* _PROVIDED ENTRIES_
***

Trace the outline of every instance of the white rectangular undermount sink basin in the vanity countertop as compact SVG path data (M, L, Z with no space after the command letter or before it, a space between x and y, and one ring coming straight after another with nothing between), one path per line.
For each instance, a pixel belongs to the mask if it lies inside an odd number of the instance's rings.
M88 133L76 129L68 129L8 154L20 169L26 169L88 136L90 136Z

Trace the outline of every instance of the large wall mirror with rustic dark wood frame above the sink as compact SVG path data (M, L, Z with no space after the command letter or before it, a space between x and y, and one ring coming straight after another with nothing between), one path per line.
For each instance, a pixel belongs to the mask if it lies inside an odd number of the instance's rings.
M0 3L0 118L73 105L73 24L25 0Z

***

* _TASK REQUIREMENTS_
The reply must present every entry, transcribed with its exact wording.

* _SOLUTION_
Trace the outline of every instance of the white rectangular undermount sink basin in the vanity countertop as compact SVG path data (M, L, Z with no space after the command letter or before it, a space between x and y, and one ring coming straight after another with nothing between), one path per line.
For each instance, a pixel belongs to the mask if it lies inside an odd number of the instance's rings.
M88 133L76 129L68 129L8 154L20 169L26 169L88 136L90 136Z

Trace the outline of every instance of the large wall mirror with rustic dark wood frame above the sink as compact SVG path data (M, L, Z with no space after the command letter or before it, a space between x and y, and one ring coming straight after another with nothing between), one path per line.
For each instance, a pixel belongs to the mask if it lies inside an odd number of the instance's rings.
M0 3L0 118L73 105L73 24L25 0Z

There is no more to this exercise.